**Work instructions:**
Please switch every "sunlit rock face" in the records to "shaded cliff wall", leaving everything else as it is, and leave the pictures out of your answer.

**Raw data:**
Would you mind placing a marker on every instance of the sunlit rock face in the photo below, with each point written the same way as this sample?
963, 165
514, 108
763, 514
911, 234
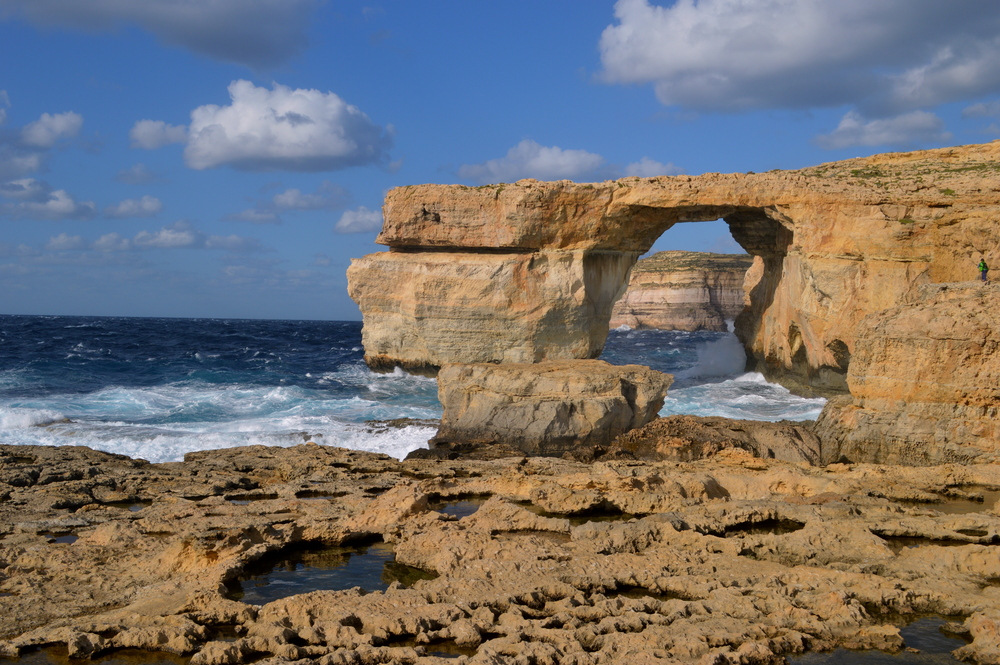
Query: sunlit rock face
683, 291
529, 271
924, 381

**Exercise result:**
Would you mind placing a marker on every instance of the shaded cliff wall in the photo below, with each point written the same way as this sample?
963, 165
514, 108
763, 514
911, 234
Query: shaded cliff wall
683, 291
529, 271
924, 381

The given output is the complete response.